指示:
(A) 次の(i)〜(iii)がそれぞれ記事の内容と合っているかを「はい」か「いいえ」で答え、判断の決め手となる記事の語句を一字一句そのまま引用しなさい。(i) 杉原氏は大阪府出身である。(ii) 杉原氏は2013年10月に日本HPの役職に就いた。(iii) Derek Williams氏は日本オラクルの前社長である。
(B) 記事のうち、「本連載「松岡功の『今週の明言」で始まり「(日本オラクル 杉原博茂 代表執行役社長CEO)」まで続く部分を一字一句違えずに書き写しなさい。

記事本文:
┄┄┄┄┄┄┄┄┄┄

本連載「松岡功の『今週の明言』」では毎週、ICT業界のキーパーソンたちが記者会見やイベントなどで明言した言葉をいくつか取り上げ、その意味や背景などを解説している。
今回は、日本オラクルの杉原博茂 代表執行役社長 最高経営責任者(CEO)と、ソフォスの纐纈昌嗣 代表取締役社長の発言を紹介する。
「“ナンバーワンクラウドカンパニー”を目指したい」 (日本オラクル 杉原博茂 代表執行役社長CEO)
日本オラクル 代表執行役社長CEO 杉原博茂氏
日本オラクルの代表執行役社長CEOに4月1日付けで就任した杉原博茂氏が先ごろ、記者会見を開いた。冒頭の発言は、同氏が会見で今後のビジョンとして「ナンバーワンクラウドカンパニー」を掲げたものである。
杉原氏は1960年12月生まれで大阪府出身。1982年にフォーバルに入社後、インターテル、EMCジャパン、シスコシステムズを経て、2010年に日本ヒューレット・パッカード(日本HP)常務執行役員エンタープライズインフラストラクチャー事業統括に就任。その後、2013年10月に米Oracleのシニアバイスプレジデント(SVP)グローバル事業統括に就いていた。
会見に同席したOracleのSVPで日本オラクル前社長(現・取締役)のDerek Williams氏は杉原氏について、「日米で幅広い経験を持つ貴重な人材。(米HPの元CEOで現在Oracleプレジデントの)Mark HurdがチーフスタッフとしてSVPに指名した初めての日本人で、すでに米国本社のエグゼクティブとも密接な関係を構築している」と語り、日本オラクルの社長として適任であることをアピールした。

┄┄┄┄┄┄┄┄┄┄

データセットに含まれるレコード:
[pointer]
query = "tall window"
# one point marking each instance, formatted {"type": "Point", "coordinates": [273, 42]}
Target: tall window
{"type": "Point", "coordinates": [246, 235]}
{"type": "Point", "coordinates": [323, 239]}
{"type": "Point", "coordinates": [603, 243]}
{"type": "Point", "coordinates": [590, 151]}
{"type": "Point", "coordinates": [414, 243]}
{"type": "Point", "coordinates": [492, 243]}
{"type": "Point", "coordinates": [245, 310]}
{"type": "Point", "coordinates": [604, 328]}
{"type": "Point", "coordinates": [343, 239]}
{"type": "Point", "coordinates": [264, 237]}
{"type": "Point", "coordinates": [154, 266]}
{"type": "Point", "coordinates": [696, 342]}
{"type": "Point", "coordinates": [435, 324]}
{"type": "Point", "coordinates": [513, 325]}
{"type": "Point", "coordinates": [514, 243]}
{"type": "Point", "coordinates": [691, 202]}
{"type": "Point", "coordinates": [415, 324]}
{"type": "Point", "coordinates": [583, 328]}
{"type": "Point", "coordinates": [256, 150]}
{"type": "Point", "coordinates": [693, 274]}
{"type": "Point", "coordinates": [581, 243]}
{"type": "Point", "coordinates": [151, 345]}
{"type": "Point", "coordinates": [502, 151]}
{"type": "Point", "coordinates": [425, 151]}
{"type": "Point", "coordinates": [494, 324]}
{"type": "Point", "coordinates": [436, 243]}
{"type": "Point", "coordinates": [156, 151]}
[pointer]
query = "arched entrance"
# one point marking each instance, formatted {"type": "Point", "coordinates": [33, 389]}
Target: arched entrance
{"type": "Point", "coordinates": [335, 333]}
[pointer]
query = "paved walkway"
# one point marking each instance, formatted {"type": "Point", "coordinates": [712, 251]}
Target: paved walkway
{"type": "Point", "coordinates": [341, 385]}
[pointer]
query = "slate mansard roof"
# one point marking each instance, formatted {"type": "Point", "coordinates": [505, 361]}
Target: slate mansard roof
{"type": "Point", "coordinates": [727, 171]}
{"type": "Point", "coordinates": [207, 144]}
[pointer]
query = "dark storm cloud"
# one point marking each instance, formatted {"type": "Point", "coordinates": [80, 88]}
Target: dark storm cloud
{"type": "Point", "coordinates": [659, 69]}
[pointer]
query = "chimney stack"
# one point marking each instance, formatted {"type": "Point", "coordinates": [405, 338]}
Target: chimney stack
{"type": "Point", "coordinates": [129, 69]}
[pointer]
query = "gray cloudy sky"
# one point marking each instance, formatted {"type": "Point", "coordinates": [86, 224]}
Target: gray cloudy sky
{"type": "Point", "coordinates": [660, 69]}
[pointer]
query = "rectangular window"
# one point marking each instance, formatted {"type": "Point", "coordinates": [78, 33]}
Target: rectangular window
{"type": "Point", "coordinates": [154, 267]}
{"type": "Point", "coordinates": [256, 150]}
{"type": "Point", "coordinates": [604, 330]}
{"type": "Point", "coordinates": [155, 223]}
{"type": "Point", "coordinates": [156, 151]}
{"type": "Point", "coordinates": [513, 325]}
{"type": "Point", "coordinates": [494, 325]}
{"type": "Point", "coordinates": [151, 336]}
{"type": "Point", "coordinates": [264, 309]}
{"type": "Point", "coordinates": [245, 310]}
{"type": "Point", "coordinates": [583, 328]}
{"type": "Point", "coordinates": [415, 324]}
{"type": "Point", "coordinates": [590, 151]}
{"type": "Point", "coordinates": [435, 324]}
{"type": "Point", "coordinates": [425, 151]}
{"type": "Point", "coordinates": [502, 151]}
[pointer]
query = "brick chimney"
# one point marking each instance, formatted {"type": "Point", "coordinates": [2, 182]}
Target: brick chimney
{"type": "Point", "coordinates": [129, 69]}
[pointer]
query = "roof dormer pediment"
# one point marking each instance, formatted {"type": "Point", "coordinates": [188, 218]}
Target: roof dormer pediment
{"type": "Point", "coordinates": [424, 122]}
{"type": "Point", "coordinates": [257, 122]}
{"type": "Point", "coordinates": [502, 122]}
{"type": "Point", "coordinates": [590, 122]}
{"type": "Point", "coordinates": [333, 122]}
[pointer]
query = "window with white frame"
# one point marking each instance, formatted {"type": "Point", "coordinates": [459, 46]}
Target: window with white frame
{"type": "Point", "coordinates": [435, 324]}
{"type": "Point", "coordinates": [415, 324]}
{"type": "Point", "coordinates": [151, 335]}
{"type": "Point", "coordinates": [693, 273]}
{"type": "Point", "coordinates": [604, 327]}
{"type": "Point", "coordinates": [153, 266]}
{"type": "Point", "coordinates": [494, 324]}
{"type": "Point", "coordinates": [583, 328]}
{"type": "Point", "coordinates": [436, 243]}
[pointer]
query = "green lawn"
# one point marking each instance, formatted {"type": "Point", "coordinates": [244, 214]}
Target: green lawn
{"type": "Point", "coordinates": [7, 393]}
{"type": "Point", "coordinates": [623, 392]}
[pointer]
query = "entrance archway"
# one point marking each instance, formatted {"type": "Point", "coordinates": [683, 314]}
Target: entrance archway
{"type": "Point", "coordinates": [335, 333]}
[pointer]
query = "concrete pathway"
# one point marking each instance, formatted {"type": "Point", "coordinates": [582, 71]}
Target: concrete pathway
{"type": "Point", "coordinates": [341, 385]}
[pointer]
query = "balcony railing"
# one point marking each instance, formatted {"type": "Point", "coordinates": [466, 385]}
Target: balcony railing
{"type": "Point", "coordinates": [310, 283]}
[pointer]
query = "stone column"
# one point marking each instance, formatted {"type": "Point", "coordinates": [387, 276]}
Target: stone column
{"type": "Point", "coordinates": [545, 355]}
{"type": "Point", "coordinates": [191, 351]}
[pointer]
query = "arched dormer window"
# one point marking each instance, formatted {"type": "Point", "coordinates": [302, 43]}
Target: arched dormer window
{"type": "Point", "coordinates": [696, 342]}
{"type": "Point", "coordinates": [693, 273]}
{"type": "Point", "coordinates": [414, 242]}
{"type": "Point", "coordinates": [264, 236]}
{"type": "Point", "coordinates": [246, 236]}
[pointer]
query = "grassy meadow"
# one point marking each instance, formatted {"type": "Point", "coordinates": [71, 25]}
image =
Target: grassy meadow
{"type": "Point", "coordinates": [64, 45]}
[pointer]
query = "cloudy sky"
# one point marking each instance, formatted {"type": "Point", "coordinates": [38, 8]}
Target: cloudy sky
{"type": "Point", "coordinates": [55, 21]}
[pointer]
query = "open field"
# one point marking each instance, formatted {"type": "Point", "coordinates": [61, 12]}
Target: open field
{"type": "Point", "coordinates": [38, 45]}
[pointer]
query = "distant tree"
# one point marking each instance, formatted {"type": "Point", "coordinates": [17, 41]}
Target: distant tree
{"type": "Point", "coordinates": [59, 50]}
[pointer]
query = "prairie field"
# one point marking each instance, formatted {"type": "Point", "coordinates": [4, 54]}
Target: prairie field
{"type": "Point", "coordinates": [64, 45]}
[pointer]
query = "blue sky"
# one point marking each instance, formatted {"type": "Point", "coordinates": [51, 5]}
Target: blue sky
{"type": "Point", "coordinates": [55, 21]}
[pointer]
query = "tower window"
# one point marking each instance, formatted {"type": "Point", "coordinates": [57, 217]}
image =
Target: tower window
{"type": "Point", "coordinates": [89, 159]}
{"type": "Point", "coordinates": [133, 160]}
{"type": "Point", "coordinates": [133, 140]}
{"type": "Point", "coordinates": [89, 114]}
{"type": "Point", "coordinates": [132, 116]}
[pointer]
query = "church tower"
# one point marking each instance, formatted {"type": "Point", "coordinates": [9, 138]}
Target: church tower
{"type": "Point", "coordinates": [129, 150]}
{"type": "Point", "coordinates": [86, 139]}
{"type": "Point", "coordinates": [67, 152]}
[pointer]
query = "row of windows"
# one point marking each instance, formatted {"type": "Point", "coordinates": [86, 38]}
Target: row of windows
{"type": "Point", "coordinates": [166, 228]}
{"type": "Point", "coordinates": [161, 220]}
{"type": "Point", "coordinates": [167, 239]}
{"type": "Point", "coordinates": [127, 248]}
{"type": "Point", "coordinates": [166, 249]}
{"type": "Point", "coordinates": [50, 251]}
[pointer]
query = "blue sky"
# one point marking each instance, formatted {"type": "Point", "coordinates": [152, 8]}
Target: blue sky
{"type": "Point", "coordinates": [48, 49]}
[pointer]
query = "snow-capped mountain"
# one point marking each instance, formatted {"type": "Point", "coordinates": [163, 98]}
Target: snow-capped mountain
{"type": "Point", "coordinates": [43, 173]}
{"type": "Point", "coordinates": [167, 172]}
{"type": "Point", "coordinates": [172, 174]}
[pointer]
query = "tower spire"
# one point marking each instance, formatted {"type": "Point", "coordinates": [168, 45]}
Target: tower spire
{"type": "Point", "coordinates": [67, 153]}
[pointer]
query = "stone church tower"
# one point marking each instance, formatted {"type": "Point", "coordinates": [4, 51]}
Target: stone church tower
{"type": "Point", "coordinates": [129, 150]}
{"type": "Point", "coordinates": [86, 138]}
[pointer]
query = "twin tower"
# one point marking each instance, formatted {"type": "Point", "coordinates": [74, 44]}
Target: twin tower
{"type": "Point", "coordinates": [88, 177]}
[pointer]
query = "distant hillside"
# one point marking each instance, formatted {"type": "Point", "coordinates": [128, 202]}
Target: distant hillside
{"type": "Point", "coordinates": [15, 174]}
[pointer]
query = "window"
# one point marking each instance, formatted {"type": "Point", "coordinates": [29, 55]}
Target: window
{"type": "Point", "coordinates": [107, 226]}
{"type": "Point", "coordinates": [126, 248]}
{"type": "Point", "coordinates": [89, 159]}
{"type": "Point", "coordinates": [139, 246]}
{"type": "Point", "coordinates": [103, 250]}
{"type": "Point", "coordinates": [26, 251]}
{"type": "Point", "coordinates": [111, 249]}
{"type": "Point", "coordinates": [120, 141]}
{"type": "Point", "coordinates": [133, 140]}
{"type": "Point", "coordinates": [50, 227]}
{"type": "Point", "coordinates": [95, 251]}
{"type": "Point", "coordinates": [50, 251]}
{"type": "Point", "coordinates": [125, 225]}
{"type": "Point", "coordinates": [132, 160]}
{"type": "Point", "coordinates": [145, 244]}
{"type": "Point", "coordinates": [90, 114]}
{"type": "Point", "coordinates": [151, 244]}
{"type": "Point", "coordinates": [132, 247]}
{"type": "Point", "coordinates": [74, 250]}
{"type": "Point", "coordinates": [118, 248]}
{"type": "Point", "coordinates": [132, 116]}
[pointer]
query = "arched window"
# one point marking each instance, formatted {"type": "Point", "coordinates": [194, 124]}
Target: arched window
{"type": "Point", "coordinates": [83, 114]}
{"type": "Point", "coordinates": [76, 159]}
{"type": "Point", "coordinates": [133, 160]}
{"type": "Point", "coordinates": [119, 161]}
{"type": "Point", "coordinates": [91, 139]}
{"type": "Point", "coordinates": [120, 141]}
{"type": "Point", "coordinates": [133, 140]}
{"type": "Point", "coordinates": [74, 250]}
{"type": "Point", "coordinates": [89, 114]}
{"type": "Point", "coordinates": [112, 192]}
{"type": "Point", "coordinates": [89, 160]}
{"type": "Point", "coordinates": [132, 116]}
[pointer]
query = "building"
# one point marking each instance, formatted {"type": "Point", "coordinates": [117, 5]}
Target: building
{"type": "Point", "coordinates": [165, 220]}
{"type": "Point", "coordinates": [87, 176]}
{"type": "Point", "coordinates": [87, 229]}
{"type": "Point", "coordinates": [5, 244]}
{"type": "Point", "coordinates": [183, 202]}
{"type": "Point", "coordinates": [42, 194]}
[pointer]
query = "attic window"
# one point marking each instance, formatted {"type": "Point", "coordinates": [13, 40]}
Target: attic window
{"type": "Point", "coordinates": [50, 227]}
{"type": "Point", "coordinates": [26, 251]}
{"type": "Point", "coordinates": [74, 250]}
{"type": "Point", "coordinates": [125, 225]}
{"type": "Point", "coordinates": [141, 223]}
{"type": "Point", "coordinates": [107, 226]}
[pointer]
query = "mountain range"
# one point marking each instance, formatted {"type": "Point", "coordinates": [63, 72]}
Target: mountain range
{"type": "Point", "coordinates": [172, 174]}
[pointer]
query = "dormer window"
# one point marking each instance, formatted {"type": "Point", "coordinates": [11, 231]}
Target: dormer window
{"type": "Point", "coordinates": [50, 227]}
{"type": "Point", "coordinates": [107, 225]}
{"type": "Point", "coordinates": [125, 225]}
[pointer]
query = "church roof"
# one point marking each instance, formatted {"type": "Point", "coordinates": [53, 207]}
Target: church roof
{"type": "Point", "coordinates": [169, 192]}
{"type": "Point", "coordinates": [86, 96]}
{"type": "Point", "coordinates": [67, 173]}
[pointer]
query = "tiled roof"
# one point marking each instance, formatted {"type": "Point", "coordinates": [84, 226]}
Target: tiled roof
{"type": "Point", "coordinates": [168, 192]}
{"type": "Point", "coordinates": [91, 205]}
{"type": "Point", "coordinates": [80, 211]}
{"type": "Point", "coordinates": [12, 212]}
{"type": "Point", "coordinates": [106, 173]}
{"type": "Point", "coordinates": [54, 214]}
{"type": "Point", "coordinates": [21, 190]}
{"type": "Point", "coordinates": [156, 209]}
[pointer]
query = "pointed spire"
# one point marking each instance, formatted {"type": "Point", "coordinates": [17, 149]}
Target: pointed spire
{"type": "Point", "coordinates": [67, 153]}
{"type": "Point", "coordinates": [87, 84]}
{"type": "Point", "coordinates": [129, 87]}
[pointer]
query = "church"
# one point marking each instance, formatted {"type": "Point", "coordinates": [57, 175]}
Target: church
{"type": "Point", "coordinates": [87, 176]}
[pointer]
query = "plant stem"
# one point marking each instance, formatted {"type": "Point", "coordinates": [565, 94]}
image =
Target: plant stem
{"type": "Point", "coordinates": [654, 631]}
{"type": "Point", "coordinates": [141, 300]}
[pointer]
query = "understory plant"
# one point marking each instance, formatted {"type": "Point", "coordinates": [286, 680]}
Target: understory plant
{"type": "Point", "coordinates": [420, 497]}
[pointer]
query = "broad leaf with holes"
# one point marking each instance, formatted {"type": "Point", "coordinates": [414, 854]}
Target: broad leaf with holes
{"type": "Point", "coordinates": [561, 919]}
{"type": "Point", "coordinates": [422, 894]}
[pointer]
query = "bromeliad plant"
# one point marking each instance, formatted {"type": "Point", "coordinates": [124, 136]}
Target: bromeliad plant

┄┄┄┄┄┄┄┄┄┄

解答:
(A)
(i) はい。「大阪府出身」
(ii) いいえ。「2013年10月に米Oracleのシニアバイスプレジデント(SVP)グローバル事業統括に就いていた」
(iii) はい。「日本オラクル前社長(現・取締役)のDerek Williams氏」

(B)
本連載「松岡功の『今週の明言』」では毎週、ICT業界のキーパーソンたちが記者会見やイベントなどで明言した言葉をいくつか取り上げ、その意味や背景などを解説している。
今回は、日本オラクルの杉原博茂 代表執行役社長 最高経営責任者(CEO)と、ソフォスの纐纈昌嗣 代表取締役社長の発言を紹介する。
「“ナンバーワンクラウドカンパニー”を目指したい」 (日本オラクル 杉原博茂 代表執行役社長CEO)